Kaynak Metin.
══════════

Lecenemab, bir yıl boyunca, ayda iki kez damar yoluyla hastaya veriliyor. Birtakım yan etkileri olabiliyor. Lecenemab gibi immün mekanizmalı aşıların neredeyse tamamı hastaların bir kısmında beyinde ödem ve küçük bir oranda da kanama yapabiliyor. Hatta bu ilaçları kullandıktan sonra vefat eden hastalar var. Çalışmalarda bu tür ciddi yan etki yaşayan hastaların beyin damarlarında da yoğun amiloid birikimi olduğu gösterilmiş. Yine bu hastaların bir kısmında kalp hastalığı, ritim bozukluğu gibi ek rahatsızlıklar var.

══════════

Yapılacak İşlem 1. Lecenemab metninde "Lecenemab, bir yıl" ifadesinden "ek rahatsızlıklar var." ifadesine kadar uzanan bölümü olduğu gibi yazdırın.
Yapılacak İşlem 2. Şu ifadelerin lecenemab metniyle uyuşup uyuşmadığını her biri için evet ya da hayır diyerek belirtin ve kararı belirleyen sözcükleri metinden aynen alıntılayın: (a) Lecenemab ayda iki kez damar yoluyla veriliyor. (b) Lecenemab tedavisi altı ay sürüyor. (c) Ciddi yan etki yaşayan hastaların beyin damarlarında amiloid birikimi görülmemiş.

══════════

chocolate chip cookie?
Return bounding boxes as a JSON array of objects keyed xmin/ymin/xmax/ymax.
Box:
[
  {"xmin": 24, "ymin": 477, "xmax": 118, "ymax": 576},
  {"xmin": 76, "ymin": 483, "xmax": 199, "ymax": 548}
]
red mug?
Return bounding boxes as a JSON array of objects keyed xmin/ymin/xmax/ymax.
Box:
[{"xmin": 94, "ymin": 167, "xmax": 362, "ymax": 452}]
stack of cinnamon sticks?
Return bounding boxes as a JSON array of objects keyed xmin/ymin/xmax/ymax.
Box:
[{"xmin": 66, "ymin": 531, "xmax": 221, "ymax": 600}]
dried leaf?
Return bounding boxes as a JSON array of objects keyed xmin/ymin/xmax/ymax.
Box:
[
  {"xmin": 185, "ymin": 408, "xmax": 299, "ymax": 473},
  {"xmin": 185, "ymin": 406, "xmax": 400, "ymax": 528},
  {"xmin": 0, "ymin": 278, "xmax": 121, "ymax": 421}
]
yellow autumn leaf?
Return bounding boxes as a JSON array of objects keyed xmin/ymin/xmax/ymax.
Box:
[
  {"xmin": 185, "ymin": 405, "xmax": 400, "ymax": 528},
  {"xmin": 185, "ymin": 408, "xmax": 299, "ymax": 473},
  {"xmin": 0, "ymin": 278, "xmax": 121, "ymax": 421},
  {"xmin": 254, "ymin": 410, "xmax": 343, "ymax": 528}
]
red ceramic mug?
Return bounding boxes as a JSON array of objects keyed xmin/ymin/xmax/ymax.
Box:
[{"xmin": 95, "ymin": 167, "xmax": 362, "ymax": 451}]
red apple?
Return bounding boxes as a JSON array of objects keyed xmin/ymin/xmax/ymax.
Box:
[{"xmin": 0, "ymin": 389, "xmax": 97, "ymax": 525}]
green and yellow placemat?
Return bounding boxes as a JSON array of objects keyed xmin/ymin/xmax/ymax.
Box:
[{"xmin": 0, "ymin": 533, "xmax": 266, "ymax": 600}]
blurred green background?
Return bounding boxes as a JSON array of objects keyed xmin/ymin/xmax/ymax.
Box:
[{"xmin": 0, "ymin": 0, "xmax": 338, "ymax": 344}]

══════════

Görev Çıktısı 1.
Lecenemab, bir yıl boyunca, ayda iki kez damar yoluyla hastaya veriliyor. Birtakım yan etkileri olabiliyor. Lecenemab gibi immün mekanizmalı aşıların neredeyse tamamı hastaların bir kısmında beyinde ödem ve küçük bir oranda da kanama yapabiliyor. Hatta bu ilaçları kullandıktan sonra vefat eden hastalar var. Çalışmalarda bu tür ciddi yan etki yaşayan hastaların beyin damarlarında da yoğun amiloid birikimi olduğu gösterilmiş. Yine bu hastaların bir kısmında kalp hastalığı, ritim bozukluğu gibi ek rahatsızlıklar var.

Görev Çıktısı 2.
(a) Evet: "ayda iki kez damar yoluyla hastaya veriliyor"
(b) Hayır: "bir yıl boyunca"
(c) Hayır: "beyin damarlarında da yoğun amiloid birikimi olduğu gösterilmiş"